Im zweiten Kapitel „Viele Wege führen zur Partizipation – Beispiele aus der Praxis und für die Praxis“ geht es zunächst darum eine Basis zu schaffen, um mehr Partizipation in der Kita möglich zu machen. Dabei gibt sie dem Team, das sich auf den Weg zu mehr Partizipation machen möchte, erst einmal selbst Raum, um sich zu überlegen, warum es mehr Partizipation geben soll, um dann eine gemeinsame Definition hierfür zu finden. Die einzelnen Teammitglieder bekommen die Möglichkeit, sich bewusst zu machen, was eine entsprechende Veränderung für jeden persönlich bedeutet. Debatin macht den Vorschlag in einer gemeinsamen Kita-Verfassung die Eckpunkte für eine partizipative Kita festzulegen.
Im zweiten Teil des Kapitels – dem umfangreichsten Teil des Büchleins – beleuchtet Debatin, welche Möglichkeiten der Partizipation in einer Vielzahl von Alltagssituationen zu finden sind. Sie geht beispielsweise auf das Wickeln ein, auf das Schlafen und auf das Essen. Auch auf komplexere Themen wie Raumgestaltung, Personalauswahl und Finanzen. Dabei hat sie immer alle Beteiligten im Blick, wie z. B. Kinder, Eltern und Mitarbeiter/innen.

▶ **DATENSÄTZE**
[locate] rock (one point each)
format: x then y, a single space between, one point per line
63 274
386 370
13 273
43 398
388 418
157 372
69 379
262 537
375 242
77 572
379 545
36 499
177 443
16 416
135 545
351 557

▶ **AUFGABE**
Setze den Text zur Partizipation in der Kita im Anschluss an seinen letzten Satz fort.

▶ **AUSGABE**
Das dritte Kapitel heißt „Darauf müssen sie achten“. Hier geht es um die notwendige Haltung, um partizipativ arbeiten zu können, darum wie die Eltern miteinbezogen werden können, um die klare Begrenzung der partizipativen Freiräume und um Qualitätsstandards, um die eigene Arbeit überprüfen zu können.
Im vierten Kapitel „Stolpersteine und Tipps“, werden Widerstände thematisiert, die bei einer Umgestaltung einer Kita zu mehr Partizipation auftreten können. Dabei geht es sowohl um die eigenen Widerstände, Widerstände von Eltern, die den Sinn des ganzen nicht verstehen, und um Widerstände im Team.
Im Anhang findet sich eine Verfassung eines AWO Kinderhauses. außerdem gibt es Hinweise auf weiterführendes Material und eine ausführliche Literaturliste.
In jedem Kapitel gibt es zahlreiche Praxisbeispiele, Bilder und konkrete Tools, um die partizipative Arbeit voranzutreiben.
Diskussion
Das Buch ist ein eher schmales Bändchen von ca. 120 Seiten, angefüllt mit reichhaltigen Praxistipps. Es eignet sich gut, um sich zur Weiterentwicklung in Sachen Partizipation anregen zu lassen. An einigen Stellen musste ich schlucken, weil Debatin den Kindern sehr weit reichende Entscheidungsmöglichkeiten eröffnet, so dass ich befürchtete, dass der Kita-Alltag bald nur noch aus Aushandlungsprozessen zwischen allen Beteiligten besteht.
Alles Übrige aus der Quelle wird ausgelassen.